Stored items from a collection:
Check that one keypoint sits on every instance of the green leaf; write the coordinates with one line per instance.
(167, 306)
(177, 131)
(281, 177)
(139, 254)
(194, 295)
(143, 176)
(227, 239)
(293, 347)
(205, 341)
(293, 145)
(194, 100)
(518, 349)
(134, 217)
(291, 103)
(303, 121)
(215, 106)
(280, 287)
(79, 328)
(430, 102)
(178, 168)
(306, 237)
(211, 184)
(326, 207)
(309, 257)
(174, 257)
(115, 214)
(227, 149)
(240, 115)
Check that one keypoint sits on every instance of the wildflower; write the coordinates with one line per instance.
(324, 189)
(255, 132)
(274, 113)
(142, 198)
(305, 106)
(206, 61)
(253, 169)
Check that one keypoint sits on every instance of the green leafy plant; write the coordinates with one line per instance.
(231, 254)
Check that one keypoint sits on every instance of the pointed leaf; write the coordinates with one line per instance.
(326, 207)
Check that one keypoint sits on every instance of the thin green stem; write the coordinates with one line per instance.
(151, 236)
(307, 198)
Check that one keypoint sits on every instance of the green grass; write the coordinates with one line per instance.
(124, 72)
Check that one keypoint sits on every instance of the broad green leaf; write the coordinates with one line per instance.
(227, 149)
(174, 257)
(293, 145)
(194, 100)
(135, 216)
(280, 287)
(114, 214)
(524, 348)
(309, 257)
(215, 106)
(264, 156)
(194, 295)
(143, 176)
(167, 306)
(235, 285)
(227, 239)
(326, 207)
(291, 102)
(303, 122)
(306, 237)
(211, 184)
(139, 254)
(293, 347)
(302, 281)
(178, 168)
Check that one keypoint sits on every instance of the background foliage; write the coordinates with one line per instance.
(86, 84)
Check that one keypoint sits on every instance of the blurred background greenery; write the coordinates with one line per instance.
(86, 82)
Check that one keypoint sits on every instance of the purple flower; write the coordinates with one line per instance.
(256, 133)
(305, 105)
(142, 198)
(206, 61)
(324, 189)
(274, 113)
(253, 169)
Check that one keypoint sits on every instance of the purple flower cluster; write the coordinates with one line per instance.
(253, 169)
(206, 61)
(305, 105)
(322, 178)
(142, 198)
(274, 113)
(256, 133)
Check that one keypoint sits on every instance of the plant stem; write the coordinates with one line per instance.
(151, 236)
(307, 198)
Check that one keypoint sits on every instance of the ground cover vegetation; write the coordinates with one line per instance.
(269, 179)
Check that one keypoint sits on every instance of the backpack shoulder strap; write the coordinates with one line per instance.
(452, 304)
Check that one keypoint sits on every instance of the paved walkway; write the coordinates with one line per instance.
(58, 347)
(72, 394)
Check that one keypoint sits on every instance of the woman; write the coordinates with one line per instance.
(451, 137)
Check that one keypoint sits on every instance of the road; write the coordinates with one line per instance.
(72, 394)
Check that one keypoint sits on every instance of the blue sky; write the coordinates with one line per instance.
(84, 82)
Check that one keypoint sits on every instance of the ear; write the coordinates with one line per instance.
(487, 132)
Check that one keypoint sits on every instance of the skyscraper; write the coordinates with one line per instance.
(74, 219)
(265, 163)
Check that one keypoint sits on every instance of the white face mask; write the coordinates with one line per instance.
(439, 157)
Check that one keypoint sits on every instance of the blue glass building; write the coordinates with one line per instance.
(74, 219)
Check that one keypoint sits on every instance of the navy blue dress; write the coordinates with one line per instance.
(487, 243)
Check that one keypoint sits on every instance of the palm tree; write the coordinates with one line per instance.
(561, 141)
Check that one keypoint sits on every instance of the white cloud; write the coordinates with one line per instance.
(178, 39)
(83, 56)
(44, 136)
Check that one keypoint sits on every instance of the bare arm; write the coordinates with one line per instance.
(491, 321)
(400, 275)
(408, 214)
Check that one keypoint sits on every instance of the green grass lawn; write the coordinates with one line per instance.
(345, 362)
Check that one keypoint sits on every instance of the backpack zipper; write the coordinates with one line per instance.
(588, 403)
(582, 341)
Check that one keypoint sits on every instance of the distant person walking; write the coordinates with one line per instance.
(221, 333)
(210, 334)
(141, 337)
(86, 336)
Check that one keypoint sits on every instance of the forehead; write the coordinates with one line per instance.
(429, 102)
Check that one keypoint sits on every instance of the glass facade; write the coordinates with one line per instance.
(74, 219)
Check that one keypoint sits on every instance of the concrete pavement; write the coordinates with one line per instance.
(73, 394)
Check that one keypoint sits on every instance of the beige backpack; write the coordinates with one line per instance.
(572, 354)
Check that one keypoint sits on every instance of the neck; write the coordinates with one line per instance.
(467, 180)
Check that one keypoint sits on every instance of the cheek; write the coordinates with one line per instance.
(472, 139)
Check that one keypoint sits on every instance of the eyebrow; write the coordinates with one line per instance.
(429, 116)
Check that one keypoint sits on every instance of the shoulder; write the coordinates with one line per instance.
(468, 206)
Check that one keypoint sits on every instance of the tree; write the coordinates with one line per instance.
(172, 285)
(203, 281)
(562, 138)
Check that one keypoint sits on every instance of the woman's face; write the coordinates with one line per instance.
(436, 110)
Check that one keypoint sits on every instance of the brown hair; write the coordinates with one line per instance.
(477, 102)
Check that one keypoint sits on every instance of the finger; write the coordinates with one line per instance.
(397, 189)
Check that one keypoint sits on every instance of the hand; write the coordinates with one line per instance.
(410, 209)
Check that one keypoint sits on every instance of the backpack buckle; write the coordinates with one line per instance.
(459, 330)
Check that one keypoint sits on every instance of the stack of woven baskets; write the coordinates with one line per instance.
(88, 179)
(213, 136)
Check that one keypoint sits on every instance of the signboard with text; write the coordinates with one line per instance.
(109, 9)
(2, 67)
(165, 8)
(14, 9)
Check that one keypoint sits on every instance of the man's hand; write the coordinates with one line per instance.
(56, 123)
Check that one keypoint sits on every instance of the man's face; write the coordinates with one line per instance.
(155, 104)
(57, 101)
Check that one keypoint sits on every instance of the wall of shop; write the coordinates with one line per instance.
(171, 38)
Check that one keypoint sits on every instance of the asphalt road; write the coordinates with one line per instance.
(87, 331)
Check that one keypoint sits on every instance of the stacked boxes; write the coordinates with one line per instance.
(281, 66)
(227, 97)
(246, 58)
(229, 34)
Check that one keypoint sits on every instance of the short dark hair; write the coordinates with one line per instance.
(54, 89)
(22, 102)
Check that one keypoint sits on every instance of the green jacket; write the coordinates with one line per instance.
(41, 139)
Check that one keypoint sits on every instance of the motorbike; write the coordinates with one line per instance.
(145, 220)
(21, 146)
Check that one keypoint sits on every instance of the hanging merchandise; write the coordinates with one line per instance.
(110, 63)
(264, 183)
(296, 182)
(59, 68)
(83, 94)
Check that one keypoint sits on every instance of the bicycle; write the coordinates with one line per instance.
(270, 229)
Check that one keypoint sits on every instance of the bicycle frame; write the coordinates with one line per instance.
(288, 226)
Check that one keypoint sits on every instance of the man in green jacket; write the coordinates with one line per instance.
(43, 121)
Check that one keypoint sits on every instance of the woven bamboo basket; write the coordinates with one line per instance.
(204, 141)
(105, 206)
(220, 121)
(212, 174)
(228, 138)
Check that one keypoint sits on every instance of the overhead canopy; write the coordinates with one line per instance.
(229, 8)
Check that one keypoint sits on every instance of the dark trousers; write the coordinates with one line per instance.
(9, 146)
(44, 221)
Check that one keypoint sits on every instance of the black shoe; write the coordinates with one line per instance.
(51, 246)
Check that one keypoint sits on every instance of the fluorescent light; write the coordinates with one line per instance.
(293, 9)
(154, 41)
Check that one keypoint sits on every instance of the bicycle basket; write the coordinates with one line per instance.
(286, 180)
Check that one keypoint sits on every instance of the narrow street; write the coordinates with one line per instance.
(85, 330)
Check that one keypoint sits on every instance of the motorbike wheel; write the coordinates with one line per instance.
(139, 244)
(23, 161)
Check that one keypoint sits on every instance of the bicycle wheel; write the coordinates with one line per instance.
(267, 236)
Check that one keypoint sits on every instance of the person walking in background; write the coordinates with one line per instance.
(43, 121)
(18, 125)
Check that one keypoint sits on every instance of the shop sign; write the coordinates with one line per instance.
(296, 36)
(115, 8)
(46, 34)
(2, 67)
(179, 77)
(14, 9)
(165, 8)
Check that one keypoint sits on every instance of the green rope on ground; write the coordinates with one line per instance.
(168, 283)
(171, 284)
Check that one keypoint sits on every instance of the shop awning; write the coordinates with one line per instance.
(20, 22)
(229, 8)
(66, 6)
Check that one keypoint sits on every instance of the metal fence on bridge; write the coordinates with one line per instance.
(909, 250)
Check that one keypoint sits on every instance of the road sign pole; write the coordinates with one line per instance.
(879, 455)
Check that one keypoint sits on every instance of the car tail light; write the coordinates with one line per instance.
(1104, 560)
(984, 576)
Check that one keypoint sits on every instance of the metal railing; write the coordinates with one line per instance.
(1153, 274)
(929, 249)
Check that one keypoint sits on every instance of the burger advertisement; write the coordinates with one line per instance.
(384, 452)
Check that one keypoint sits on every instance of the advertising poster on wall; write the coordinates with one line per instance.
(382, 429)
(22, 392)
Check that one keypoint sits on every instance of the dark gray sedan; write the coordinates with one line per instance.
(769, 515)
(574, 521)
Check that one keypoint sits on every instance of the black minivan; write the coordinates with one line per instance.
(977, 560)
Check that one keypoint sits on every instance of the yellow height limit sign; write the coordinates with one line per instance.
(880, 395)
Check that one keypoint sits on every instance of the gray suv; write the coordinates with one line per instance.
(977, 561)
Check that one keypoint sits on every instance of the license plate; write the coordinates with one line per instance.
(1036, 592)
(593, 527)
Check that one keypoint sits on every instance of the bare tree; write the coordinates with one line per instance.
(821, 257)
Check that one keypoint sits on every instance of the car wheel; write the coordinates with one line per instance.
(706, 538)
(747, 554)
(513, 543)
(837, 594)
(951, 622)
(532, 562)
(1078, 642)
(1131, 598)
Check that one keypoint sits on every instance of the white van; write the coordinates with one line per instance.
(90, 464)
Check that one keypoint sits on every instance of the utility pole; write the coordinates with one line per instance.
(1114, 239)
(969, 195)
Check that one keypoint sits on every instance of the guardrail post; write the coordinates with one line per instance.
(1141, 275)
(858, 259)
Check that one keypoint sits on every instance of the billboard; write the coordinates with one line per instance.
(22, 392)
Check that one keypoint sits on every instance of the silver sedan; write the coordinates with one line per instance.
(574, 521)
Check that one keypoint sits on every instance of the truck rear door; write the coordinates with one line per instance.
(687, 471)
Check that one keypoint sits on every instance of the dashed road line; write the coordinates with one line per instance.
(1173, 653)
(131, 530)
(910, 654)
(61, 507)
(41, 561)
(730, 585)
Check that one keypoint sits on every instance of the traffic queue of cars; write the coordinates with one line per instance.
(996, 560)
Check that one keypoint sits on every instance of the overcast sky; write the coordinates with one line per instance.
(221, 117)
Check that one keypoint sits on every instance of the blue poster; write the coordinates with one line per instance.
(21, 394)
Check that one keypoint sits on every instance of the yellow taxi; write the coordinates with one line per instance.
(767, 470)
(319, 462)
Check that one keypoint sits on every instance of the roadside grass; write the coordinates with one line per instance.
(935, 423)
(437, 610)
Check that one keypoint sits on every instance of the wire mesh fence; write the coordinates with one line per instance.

- _Exercise requirements_: Write out again, exactly, the line containing "the yellow taxi;" and every later line of the records. Omit the rest.

- _Expected answer_:
Check that one keypoint sits on every instance of the yellow taxi; write the coordinates with one line per instance.
(767, 470)
(319, 462)
Check that one keypoint sits on every instance of the roadside grass; write the coordinates with one line per instance.
(935, 423)
(437, 610)
Check that one keypoint sits on every instance of the wire mesh fence; write the coordinates with one line per instance.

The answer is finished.